▶ _WHAT THE TASK ASKS_
Everything from the line containing "query = brown field" to the end of the records below should be repeated exactly, with no other lines added.
EXERCISE MATERIALS START
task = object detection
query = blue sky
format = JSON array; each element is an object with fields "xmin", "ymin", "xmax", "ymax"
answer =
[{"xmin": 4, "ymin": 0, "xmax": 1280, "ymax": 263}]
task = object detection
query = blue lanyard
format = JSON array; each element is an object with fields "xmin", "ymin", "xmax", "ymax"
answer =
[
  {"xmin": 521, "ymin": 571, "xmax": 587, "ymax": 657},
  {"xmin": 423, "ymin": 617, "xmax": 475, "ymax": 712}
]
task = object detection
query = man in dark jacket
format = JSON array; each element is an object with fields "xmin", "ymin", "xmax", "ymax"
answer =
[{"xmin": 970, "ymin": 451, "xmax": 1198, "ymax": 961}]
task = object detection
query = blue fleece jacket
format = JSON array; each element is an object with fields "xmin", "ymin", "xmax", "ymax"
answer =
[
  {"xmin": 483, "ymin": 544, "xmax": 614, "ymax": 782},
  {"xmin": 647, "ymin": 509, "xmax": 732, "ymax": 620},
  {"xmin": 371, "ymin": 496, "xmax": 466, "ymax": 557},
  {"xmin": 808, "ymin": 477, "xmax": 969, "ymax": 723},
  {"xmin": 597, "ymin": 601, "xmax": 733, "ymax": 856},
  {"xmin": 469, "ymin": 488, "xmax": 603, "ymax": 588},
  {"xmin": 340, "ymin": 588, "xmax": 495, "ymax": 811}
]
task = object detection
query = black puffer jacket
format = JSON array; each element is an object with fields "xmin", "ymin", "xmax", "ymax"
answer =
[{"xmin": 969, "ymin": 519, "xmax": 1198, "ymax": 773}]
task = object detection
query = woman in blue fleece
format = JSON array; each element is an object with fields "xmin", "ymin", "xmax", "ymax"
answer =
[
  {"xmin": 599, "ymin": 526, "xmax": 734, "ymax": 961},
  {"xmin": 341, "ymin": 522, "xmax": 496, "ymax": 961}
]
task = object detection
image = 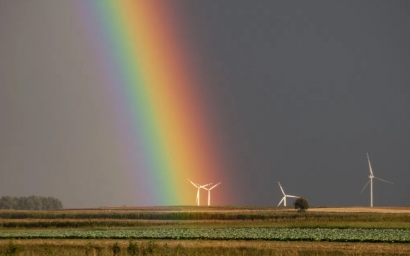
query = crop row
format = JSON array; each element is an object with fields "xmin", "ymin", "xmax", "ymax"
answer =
[
  {"xmin": 1, "ymin": 228, "xmax": 409, "ymax": 243},
  {"xmin": 1, "ymin": 219, "xmax": 409, "ymax": 230},
  {"xmin": 1, "ymin": 211, "xmax": 409, "ymax": 222}
]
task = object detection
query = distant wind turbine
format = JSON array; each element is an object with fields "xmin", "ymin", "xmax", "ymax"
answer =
[
  {"xmin": 277, "ymin": 182, "xmax": 299, "ymax": 207},
  {"xmin": 203, "ymin": 182, "xmax": 221, "ymax": 206},
  {"xmin": 188, "ymin": 179, "xmax": 212, "ymax": 206},
  {"xmin": 360, "ymin": 153, "xmax": 393, "ymax": 207}
]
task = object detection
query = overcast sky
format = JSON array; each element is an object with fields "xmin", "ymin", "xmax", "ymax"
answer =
[{"xmin": 1, "ymin": 1, "xmax": 409, "ymax": 208}]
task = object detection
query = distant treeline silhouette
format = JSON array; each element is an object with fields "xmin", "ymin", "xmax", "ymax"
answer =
[{"xmin": 0, "ymin": 196, "xmax": 63, "ymax": 210}]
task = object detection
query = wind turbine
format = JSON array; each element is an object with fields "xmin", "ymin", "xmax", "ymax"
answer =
[
  {"xmin": 188, "ymin": 179, "xmax": 212, "ymax": 206},
  {"xmin": 203, "ymin": 182, "xmax": 221, "ymax": 206},
  {"xmin": 360, "ymin": 153, "xmax": 393, "ymax": 207},
  {"xmin": 277, "ymin": 182, "xmax": 299, "ymax": 207}
]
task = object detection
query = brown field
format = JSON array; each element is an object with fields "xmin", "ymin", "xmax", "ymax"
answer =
[{"xmin": 63, "ymin": 206, "xmax": 410, "ymax": 213}]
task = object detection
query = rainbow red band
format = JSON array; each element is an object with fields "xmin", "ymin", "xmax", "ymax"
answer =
[{"xmin": 76, "ymin": 0, "xmax": 227, "ymax": 205}]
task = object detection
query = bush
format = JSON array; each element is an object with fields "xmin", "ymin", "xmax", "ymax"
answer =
[{"xmin": 293, "ymin": 198, "xmax": 309, "ymax": 212}]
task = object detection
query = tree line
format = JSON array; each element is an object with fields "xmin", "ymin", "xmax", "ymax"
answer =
[{"xmin": 0, "ymin": 196, "xmax": 63, "ymax": 210}]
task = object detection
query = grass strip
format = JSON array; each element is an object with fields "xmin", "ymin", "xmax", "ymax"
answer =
[{"xmin": 1, "ymin": 239, "xmax": 410, "ymax": 255}]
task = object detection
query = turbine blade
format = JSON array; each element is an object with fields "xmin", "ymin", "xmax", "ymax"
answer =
[
  {"xmin": 209, "ymin": 182, "xmax": 221, "ymax": 190},
  {"xmin": 374, "ymin": 176, "xmax": 393, "ymax": 185},
  {"xmin": 278, "ymin": 197, "xmax": 284, "ymax": 206},
  {"xmin": 360, "ymin": 180, "xmax": 370, "ymax": 194},
  {"xmin": 188, "ymin": 179, "xmax": 199, "ymax": 188},
  {"xmin": 278, "ymin": 182, "xmax": 285, "ymax": 196},
  {"xmin": 367, "ymin": 153, "xmax": 374, "ymax": 176},
  {"xmin": 286, "ymin": 195, "xmax": 299, "ymax": 198}
]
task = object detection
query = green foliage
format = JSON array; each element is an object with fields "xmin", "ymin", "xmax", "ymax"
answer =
[
  {"xmin": 294, "ymin": 198, "xmax": 309, "ymax": 212},
  {"xmin": 0, "ymin": 228, "xmax": 409, "ymax": 243},
  {"xmin": 0, "ymin": 196, "xmax": 63, "ymax": 210}
]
EXERCISE MATERIALS END
▶ _EXERCISE ANSWER_
query = brown field
format = JSON array; each element is an object with fields "xmin", "ymin", "xmax", "ymax"
answer =
[{"xmin": 63, "ymin": 206, "xmax": 410, "ymax": 213}]
task = object detection
query = rainbow red band
format = JSON array; each element is an object with fields "xmin", "ymin", "xmax", "ymax"
answer =
[{"xmin": 76, "ymin": 0, "xmax": 227, "ymax": 205}]
task = object detection
query = bush
format = JSON array; each element is an object with fields "xmin", "ymin", "xmax", "ymax"
answer =
[{"xmin": 293, "ymin": 198, "xmax": 309, "ymax": 212}]
task = object detection
query = tree line
format = JSON array; each element is an object with fields "xmin", "ymin", "xmax", "ymax"
answer =
[{"xmin": 0, "ymin": 196, "xmax": 63, "ymax": 210}]
task = object detection
query = grass strip
format = JSON array; each element is an object with fields "xmin", "ymin", "xmax", "ymax"
answer =
[{"xmin": 1, "ymin": 239, "xmax": 410, "ymax": 255}]
task = object detection
query = turbine blade
format = JSON array; each element is an object with fields "xmin", "ymin", "xmax", "ymax"
answer =
[
  {"xmin": 209, "ymin": 182, "xmax": 221, "ymax": 190},
  {"xmin": 374, "ymin": 176, "xmax": 393, "ymax": 185},
  {"xmin": 278, "ymin": 197, "xmax": 284, "ymax": 206},
  {"xmin": 360, "ymin": 180, "xmax": 370, "ymax": 194},
  {"xmin": 188, "ymin": 179, "xmax": 199, "ymax": 188},
  {"xmin": 278, "ymin": 182, "xmax": 285, "ymax": 196},
  {"xmin": 367, "ymin": 153, "xmax": 374, "ymax": 176},
  {"xmin": 286, "ymin": 195, "xmax": 299, "ymax": 198}
]
task = object detection
query = green foliage
format = JSON array; each element is an object with fields "xmin", "ymin", "xmax", "ymax"
answer =
[
  {"xmin": 294, "ymin": 198, "xmax": 309, "ymax": 212},
  {"xmin": 0, "ymin": 228, "xmax": 409, "ymax": 243},
  {"xmin": 0, "ymin": 196, "xmax": 63, "ymax": 210}
]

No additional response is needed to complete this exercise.